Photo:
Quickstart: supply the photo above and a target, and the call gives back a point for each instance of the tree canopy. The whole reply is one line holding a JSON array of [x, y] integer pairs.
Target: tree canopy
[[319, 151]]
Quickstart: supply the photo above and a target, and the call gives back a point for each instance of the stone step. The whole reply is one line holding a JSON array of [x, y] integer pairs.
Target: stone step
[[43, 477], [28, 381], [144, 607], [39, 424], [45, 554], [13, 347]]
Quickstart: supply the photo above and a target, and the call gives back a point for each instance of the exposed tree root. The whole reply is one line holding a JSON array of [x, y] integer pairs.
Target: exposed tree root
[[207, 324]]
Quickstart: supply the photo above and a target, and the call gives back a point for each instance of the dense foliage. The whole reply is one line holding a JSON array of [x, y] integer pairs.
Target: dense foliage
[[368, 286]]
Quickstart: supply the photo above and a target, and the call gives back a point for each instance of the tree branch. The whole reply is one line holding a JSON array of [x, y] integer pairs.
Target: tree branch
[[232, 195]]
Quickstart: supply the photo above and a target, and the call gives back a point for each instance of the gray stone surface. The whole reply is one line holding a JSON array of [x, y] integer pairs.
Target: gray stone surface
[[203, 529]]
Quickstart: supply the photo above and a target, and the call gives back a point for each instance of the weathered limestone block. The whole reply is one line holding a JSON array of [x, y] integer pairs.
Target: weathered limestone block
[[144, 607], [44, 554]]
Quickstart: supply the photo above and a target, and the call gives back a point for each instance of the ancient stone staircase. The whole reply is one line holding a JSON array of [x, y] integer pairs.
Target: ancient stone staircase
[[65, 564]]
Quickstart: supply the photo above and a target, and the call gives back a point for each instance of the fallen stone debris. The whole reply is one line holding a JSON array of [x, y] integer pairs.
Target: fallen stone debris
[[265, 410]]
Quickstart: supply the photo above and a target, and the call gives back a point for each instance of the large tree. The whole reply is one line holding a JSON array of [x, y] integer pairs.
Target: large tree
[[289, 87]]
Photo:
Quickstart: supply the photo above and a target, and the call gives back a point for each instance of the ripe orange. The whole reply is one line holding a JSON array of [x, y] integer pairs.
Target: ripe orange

- [What needs to be done]: Starting at the line of the data above that contains "the tree branch." and stopping after the line that contains "[[203, 529]]", render those lines as a numbered list, omitting any blank lines.

- [Complete answer]:
1. Quickstart: supply the photo above and a target, and the call gives back a point for each instance of the tree branch. The whole reply is one line holding a JSON array of [x, y] integer pairs.
2. Target: tree branch
3. [[232, 195]]
4. Quickstart: supply the photo above and a target, and the call gives back a point for each instance of the gray stone surface. The whole reply is one line holding a JSON array of [x, y] integer pairs.
5. Target: gray stone surface
6. [[203, 529]]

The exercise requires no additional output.